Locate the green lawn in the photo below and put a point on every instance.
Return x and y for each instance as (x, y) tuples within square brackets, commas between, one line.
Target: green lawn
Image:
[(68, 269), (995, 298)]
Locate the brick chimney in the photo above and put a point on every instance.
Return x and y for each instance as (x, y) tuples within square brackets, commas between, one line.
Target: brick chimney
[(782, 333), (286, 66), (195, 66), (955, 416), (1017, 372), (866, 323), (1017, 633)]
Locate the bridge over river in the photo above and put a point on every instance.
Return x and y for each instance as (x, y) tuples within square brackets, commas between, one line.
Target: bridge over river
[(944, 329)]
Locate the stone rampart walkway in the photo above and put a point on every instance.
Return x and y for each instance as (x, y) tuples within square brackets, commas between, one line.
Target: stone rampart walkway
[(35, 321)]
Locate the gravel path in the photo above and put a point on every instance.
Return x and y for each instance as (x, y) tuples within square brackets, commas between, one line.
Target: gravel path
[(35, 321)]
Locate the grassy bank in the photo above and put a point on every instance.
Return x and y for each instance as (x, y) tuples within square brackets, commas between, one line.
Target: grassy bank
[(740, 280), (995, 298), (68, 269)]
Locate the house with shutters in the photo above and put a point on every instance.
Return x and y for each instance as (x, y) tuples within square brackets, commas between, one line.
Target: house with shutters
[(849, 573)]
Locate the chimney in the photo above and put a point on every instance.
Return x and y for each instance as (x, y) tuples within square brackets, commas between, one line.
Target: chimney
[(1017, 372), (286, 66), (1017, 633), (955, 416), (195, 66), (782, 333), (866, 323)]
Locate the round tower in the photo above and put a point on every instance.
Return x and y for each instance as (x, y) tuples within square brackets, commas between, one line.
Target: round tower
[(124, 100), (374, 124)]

--- --- ---

Copy all of the data above, line for line, with no changes.

Locate the green lawn in the photo below and put a point on every instance.
Return x and y for each instance as (x, y) tuples within square brackets, commas between, one line.
Target: green lawn
Image:
[(68, 269), (995, 298)]
Locate the brick chimney in the photo above and put a point on every instance.
Return x and y for each instance as (x, y) tuples within square brackets, commas between, one line.
Target: brick chimney
[(782, 333), (286, 66), (195, 66), (955, 416), (1017, 372), (866, 323), (1017, 633)]
Locate the bridge over river in the photo above and put a point on every instance.
Return x and y for each instance as (x, y) tuples within square brackets, commas between, one line.
Target: bridge over river
[(944, 329)]
Locate the stone rampart walkway in the photo above and put a point on every instance.
Return x and y for each instance as (x, y) tuples within square brackets, commas between, one line.
Target: stone rampart walkway
[(35, 321)]
Locate the gravel path in the photo above and put a point on every instance.
Return x and y for each instance as (x, y) tuples within square brackets, commas between, one line.
Target: gravel path
[(35, 321)]
Locate the grassy bank in the photo above and put a point on every instance.
Return x and y for each instance as (x, y) tuples within square brackets, commas between, one line.
Target: grassy bank
[(740, 280), (995, 298), (68, 269)]
Locate the house with shutters in the photo above and put a point on every instance.
Return x and y for each instance as (x, y) tuples within square brackets, commas between, one line.
Target: house with shutters
[(849, 573)]
Locate the chimney in the photo above and put a point on every instance.
Return x and y for each instance as (x, y) tuples within square brackets, commas between, one line.
Target: chimney
[(1017, 372), (286, 66), (1017, 633), (955, 416), (195, 66), (782, 333), (866, 323)]
Locate the round tower in the photo above and put a point on every instance.
Return x and y for each instance as (x, y) tuples within square brackets, commas between, one line.
Target: round tower
[(124, 100), (374, 124)]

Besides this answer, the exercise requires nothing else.